Document segment ▸
DNAinfo, which first launched in eight neighborhoods in media-saturated New York City and just launched in Chicago, takes a hard-hitting approach: It reports on neighborhoods and communities, listens to the merchants, obsessively checks metrics, and invests in good reporters and writers to do it. And it takes advantage of existing infrastructure, de Kretser said: “Everyone says investigative journalism is so expensive. Investigative journalism is cheaper than it’s ever been. We have databases.”

The key factors may seem obvious, but they’re nonnegotiable: good, targeted content. A few million in start-up capital doesn’t hurt either. As de Kretser said, “No one can do it if you don’t have a patient single investor who understands it” and knows how it works, invested in the actual business. And the company has seen serious growth, she said: “Everyone loves to throw around numbers like an 11,000% increase — it’s easy to play the math game — but Chicago really is 11,000% better than what we expected it to be.”

Daily Voice, meanwhile, concentrates on suburban and rural markets, and to date 45% of its 50 towns read its websites. Yardeni talks not just to start-up-world people but to those with old-media wisdom. “Smart folks in community news all say same thing, everyone who was involved in ’80s, ’90s rollups. The competitive landscape is the first or only thing they talk about: Where are the businesses spending money?”

Panelists also stressed that getting the story first matters more than ever for hyperlocal media organizations. DNAinfo has seen stories go national and international; GoLocal24 has broken three stories that generated federal investigations in Providence, R.I.,  and its ranking of all the hospitals in New England garnered a million page views.

Aggressive social media is key for Fenton as well, as are media partnerships (with Clear Channel, Entercom, PBS, GoGo Cast). For Fenton, whose Providence page views are up 500%, attracting midsize advertisers and being able to be responsive to advertisers at all levels is essential. That is not to mention the most basic notion of all: “You’ve got to get an audience. You’ve got to build a loyal audience. It’s no different from television or radio or anything else.”

Amid the hemorrhaging of media jobs in New York and worldwide, what’s the prospect of a renewed labor market in new media? De Kretser, who poached her managing editor from the Chicago Sun-Times, is a fan of citizen journalism — and thinks it’s an essential complement to paid writing — but ultimately looks for staffers who both write well and breathe social. Fenton has found that daily newspaper writers can’t always keep up with the constant demand for copy.

As De Kretser put it: “A story’s a story. If it’s interesting, it’ll do well.”

And it serves a social good, too: “If you don’t have a functioning press, you have a hard time having a democracy,” as Fenton reminded the audience.

Just make sure you have a Tumblr account.

Listed entries ▸
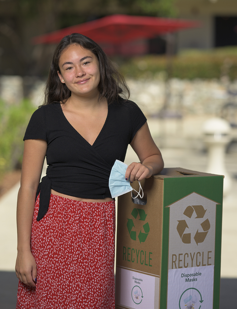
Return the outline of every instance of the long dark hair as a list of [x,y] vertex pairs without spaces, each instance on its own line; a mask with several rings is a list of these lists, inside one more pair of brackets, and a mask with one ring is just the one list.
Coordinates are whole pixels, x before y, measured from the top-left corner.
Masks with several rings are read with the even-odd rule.
[[44,105],[55,102],[65,103],[71,96],[71,91],[59,79],[57,72],[60,72],[58,63],[63,52],[70,45],[76,44],[90,50],[97,57],[99,63],[100,80],[98,85],[99,92],[98,100],[104,97],[107,99],[108,104],[118,101],[121,94],[127,98],[130,91],[118,66],[112,62],[102,49],[89,38],[80,33],[72,33],[62,39],[56,46],[53,56],[49,77],[46,84],[45,99]]

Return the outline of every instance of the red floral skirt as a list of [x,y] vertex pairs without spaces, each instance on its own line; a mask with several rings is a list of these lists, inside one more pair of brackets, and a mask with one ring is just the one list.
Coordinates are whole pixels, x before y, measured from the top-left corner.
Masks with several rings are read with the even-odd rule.
[[17,309],[114,309],[114,201],[92,203],[51,194],[39,222],[36,203],[31,248],[36,287],[19,281]]

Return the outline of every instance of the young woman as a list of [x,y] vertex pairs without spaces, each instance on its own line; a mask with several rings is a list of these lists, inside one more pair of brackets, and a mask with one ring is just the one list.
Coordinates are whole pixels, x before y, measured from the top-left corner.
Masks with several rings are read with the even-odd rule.
[[[132,182],[160,171],[146,119],[100,48],[78,33],[54,53],[45,101],[24,137],[17,202],[18,309],[114,308],[115,202],[108,179],[130,144]],[[47,176],[40,177],[46,156]],[[126,179],[126,180],[127,179]]]

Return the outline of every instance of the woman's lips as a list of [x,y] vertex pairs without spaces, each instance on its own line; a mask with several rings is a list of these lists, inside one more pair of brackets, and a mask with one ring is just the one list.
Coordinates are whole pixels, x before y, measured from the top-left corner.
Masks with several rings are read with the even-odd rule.
[[81,79],[81,80],[78,81],[76,83],[79,84],[80,85],[82,85],[83,84],[85,84],[87,82],[88,80],[89,80],[89,78],[83,78],[83,79]]

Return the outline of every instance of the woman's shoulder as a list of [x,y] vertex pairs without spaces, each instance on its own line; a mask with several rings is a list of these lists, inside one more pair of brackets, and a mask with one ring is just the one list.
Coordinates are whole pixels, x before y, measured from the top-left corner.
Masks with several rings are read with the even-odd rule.
[[123,99],[122,98],[119,98],[117,100],[114,101],[110,105],[113,107],[120,108],[123,108],[125,109],[131,109],[134,108],[138,108],[140,109],[135,102],[130,100]]

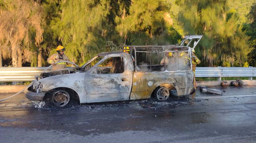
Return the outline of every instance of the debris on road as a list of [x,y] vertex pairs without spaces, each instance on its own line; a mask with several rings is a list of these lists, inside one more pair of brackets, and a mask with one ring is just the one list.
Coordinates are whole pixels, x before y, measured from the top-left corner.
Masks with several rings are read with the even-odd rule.
[[244,82],[240,79],[238,79],[236,80],[238,82],[238,85],[239,86],[242,86],[244,85]]
[[220,86],[223,87],[227,86],[229,86],[229,83],[225,81],[222,81],[220,83]]
[[237,81],[232,81],[230,83],[230,85],[232,86],[237,86],[239,85]]
[[41,108],[45,105],[45,102],[44,101],[31,101],[32,104],[35,105],[35,108]]
[[213,88],[208,88],[207,86],[200,86],[200,92],[203,93],[212,93],[221,95],[222,92],[221,90]]

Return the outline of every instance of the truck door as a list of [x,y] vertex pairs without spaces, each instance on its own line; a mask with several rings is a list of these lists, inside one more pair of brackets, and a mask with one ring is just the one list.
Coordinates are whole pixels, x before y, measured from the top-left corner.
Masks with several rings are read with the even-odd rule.
[[87,103],[129,100],[132,81],[132,72],[126,67],[129,61],[122,56],[101,61],[86,74]]

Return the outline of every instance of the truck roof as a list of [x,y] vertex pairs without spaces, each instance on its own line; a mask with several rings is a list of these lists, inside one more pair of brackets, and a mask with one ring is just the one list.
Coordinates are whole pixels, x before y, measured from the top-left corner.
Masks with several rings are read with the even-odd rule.
[[99,53],[98,54],[97,56],[106,56],[107,55],[109,55],[111,54],[126,54],[126,53],[123,52],[121,51],[118,51],[118,52],[105,52],[105,53]]

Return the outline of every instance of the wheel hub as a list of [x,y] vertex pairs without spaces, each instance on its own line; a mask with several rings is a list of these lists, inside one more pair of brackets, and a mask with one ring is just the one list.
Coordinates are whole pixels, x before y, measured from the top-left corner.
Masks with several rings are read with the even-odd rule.
[[70,96],[68,93],[65,90],[57,90],[54,92],[52,102],[55,105],[63,107],[69,102]]

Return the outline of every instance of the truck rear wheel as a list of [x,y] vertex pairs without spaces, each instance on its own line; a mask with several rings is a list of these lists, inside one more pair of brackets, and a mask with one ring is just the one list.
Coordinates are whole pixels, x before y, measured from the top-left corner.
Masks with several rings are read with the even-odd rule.
[[155,89],[154,95],[157,100],[165,100],[169,98],[170,93],[168,89],[166,87],[160,86]]
[[68,103],[70,99],[69,94],[63,90],[57,90],[52,94],[52,103],[58,107],[65,106]]

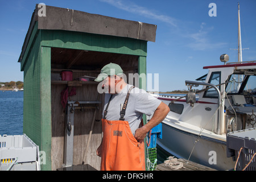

Problems to work on ▸
1 – In the hyperlocal media text, check statements (a), (b), and (c). For each, answer yes or no and quote the words from the text that decide it.
(a) DNAinfo first launched in Chicago.
(b) Fenton's page views in Providence are up 500%.
(c) Daily Voice concentrates on urban markets.
2 – Retype the part of the hyperlocal media text that begins at the words "Amid the hemorrhaging" and stops after the words "demand for copy.".

Exercise results ▸
1 –
(a) No: "first launched in eight neighborhoods in media-saturated New York City"
(b) Yes: "whose Providence page views are up 500%"
(c) No: "concentrates on suburban and rural markets"

2 –
Amid the hemorrhaging of media jobs in New York and worldwide, what’s the prospect of a renewed labor market in new media? De Kretser, who poached her managing editor from the Chicago Sun-Times, is a fan of citizen journalism — and thinks it’s an essential complement to paid writing — but ultimately looks for staffers who both write well and breathe social. Fenton has found that daily newspaper writers can’t always keep up with the constant demand for copy.